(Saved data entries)
___

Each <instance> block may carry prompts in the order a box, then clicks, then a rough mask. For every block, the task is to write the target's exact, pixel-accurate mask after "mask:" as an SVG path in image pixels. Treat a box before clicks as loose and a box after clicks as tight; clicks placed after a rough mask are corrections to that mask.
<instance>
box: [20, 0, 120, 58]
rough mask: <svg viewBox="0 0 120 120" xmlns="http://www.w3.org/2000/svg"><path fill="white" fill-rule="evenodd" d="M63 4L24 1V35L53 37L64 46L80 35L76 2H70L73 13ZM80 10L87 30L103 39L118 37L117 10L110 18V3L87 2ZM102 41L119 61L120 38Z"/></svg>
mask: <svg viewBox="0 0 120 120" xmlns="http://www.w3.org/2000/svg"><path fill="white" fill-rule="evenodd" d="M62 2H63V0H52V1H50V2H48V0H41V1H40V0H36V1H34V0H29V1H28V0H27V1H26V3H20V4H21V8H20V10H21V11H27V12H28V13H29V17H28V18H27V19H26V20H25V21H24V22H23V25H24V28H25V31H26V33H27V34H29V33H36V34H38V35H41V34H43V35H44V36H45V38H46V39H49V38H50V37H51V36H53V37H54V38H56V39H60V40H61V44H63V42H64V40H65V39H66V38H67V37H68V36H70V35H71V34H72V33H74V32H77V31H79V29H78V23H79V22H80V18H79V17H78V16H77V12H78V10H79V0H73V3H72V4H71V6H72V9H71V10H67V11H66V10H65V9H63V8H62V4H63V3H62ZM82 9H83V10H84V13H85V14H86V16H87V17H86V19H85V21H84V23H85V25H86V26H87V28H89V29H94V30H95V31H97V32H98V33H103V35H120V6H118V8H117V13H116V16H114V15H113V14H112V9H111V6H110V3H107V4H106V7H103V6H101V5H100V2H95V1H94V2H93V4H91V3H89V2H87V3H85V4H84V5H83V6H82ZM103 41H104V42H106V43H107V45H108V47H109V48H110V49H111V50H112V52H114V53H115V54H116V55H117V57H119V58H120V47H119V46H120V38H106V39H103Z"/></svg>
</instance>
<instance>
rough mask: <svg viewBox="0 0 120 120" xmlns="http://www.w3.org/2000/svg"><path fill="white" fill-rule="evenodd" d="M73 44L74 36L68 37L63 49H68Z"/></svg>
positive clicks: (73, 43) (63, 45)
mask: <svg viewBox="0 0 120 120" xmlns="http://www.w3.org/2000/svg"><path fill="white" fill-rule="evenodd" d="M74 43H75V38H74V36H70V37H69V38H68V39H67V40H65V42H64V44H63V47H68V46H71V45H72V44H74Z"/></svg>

___

■ Request:
Copy out all of the records above character for character, with no changes.

■ Result:
Each <instance> block may carry prompts in the order a box, then clicks, then a rough mask. For every block, the task is to write the target's exact, pixel-accurate mask after "mask:" as an SVG path in image pixels. Treat a box before clicks as loose and a box after clicks as tight; clicks placed after a rough mask are corrections to that mask.
<instance>
box: [20, 0, 120, 58]
rough mask: <svg viewBox="0 0 120 120" xmlns="http://www.w3.org/2000/svg"><path fill="white" fill-rule="evenodd" d="M63 4L24 1V35L53 37L64 46L80 35L76 2H70L73 13ZM80 10L87 30L103 39L118 37L117 10L110 18V3L87 2ZM102 41L119 61L120 38Z"/></svg>
mask: <svg viewBox="0 0 120 120" xmlns="http://www.w3.org/2000/svg"><path fill="white" fill-rule="evenodd" d="M62 2H63V0H52V1H50V2H48V0H41V1H40V0H36V1H34V0H29V1H28V0H27V1H26V3H20V4H21V8H20V10H21V11H27V12H28V13H29V17H28V18H27V19H26V20H25V21H24V22H23V25H24V28H25V31H26V33H27V34H29V33H36V34H38V35H41V34H43V35H44V36H45V38H46V39H49V38H50V37H51V36H53V37H54V38H56V39H60V40H61V44H63V42H64V40H65V39H66V38H67V37H68V36H70V35H71V34H72V33H74V32H77V31H79V29H78V23H79V22H80V18H79V17H78V16H77V12H78V10H79V0H73V3H72V4H71V6H72V9H71V10H67V11H66V10H65V9H63V8H62V4H63V3H62ZM82 9H83V10H84V13H85V14H86V16H87V17H86V19H85V21H84V23H85V25H86V26H87V28H89V29H94V30H95V31H97V32H98V33H103V35H120V6H118V8H117V13H116V16H114V15H113V14H112V9H111V6H110V3H107V4H106V7H103V6H101V5H100V2H95V1H94V2H93V4H91V3H89V2H87V3H85V4H84V5H83V6H82ZM103 41H104V42H106V43H107V45H108V47H109V48H110V49H111V50H112V52H114V53H115V54H116V55H117V57H119V58H120V47H119V46H120V38H106V39H103Z"/></svg>
</instance>
<instance>
rough mask: <svg viewBox="0 0 120 120" xmlns="http://www.w3.org/2000/svg"><path fill="white" fill-rule="evenodd" d="M73 44L74 36L68 37L63 49H68Z"/></svg>
positive clicks: (73, 43) (63, 45)
mask: <svg viewBox="0 0 120 120" xmlns="http://www.w3.org/2000/svg"><path fill="white" fill-rule="evenodd" d="M74 43H75V38H74V36H70V37H69V38H68V39H67V40H65V42H64V44H63V47H68V46H71V45H72V44H74Z"/></svg>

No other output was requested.